*** Opening of Data for the task ***

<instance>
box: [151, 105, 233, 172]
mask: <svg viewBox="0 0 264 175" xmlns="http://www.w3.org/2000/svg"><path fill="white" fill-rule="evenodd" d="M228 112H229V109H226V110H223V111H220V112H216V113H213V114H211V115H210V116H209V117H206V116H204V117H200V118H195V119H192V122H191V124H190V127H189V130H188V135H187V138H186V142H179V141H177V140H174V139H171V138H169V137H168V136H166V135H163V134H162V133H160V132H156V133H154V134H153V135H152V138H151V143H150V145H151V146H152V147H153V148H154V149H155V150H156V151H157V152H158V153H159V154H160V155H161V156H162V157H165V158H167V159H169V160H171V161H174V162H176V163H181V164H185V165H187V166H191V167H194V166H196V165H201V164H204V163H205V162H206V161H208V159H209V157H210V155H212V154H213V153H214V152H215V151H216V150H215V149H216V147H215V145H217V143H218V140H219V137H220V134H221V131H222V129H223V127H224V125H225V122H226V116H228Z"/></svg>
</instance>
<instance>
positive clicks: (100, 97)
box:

*** Close of Data for the task ***
*** Opening of Data for the task ***

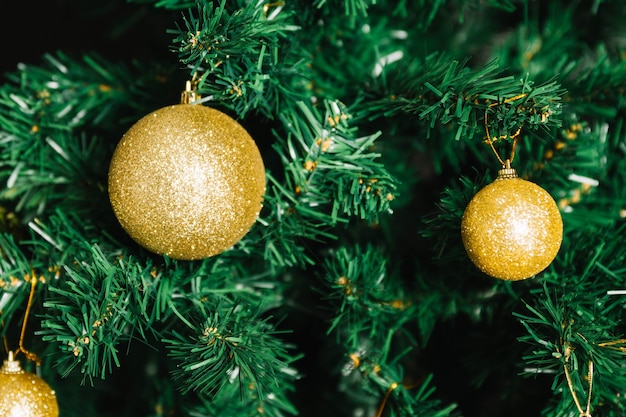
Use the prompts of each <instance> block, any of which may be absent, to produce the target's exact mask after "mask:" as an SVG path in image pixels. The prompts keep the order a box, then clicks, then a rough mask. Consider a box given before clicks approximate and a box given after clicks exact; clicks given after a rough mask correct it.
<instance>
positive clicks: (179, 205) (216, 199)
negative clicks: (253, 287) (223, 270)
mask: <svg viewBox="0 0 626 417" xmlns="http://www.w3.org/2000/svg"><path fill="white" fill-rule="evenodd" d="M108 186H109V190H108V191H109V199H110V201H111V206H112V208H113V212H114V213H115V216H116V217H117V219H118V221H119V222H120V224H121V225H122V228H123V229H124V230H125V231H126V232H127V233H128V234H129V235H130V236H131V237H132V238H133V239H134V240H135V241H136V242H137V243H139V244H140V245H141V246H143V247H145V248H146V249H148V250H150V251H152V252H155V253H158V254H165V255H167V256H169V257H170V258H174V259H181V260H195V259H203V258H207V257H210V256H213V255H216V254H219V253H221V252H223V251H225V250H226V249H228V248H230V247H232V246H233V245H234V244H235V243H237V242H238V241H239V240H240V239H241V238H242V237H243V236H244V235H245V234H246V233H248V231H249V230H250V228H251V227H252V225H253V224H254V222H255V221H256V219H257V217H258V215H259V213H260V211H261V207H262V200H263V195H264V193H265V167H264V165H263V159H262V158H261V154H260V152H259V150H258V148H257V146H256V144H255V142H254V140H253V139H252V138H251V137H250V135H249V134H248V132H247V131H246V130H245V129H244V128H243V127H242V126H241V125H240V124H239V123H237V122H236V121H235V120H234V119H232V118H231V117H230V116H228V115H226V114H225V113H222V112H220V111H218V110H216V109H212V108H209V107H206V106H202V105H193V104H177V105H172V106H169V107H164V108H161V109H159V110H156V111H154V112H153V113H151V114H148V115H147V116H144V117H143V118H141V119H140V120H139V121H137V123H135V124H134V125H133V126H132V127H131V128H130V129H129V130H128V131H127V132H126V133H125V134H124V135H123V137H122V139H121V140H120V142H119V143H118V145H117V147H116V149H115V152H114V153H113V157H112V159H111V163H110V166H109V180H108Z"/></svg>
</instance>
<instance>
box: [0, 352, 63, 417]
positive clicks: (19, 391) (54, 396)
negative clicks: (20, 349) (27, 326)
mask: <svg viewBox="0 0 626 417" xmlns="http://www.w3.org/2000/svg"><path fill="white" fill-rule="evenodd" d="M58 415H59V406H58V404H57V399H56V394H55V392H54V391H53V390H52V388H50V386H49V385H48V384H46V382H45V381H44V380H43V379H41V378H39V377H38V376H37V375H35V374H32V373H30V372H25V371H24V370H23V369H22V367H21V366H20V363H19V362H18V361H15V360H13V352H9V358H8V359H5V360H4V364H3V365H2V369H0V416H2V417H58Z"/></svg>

*** Close of Data for the task ***
*** Opening of Data for the task ***

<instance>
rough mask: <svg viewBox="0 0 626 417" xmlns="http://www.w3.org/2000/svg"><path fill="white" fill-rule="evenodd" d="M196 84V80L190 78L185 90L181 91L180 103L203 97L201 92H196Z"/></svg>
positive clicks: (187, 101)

*** Close of Data for the task ***

▸ **Exercise prompt**
Return every line of the listing above where "positive" appears.

▸ **Answer below**
positive clicks: (100, 97)
positive clicks: (179, 205) (216, 199)
positive clicks: (19, 391) (54, 396)
positive clicks: (187, 101)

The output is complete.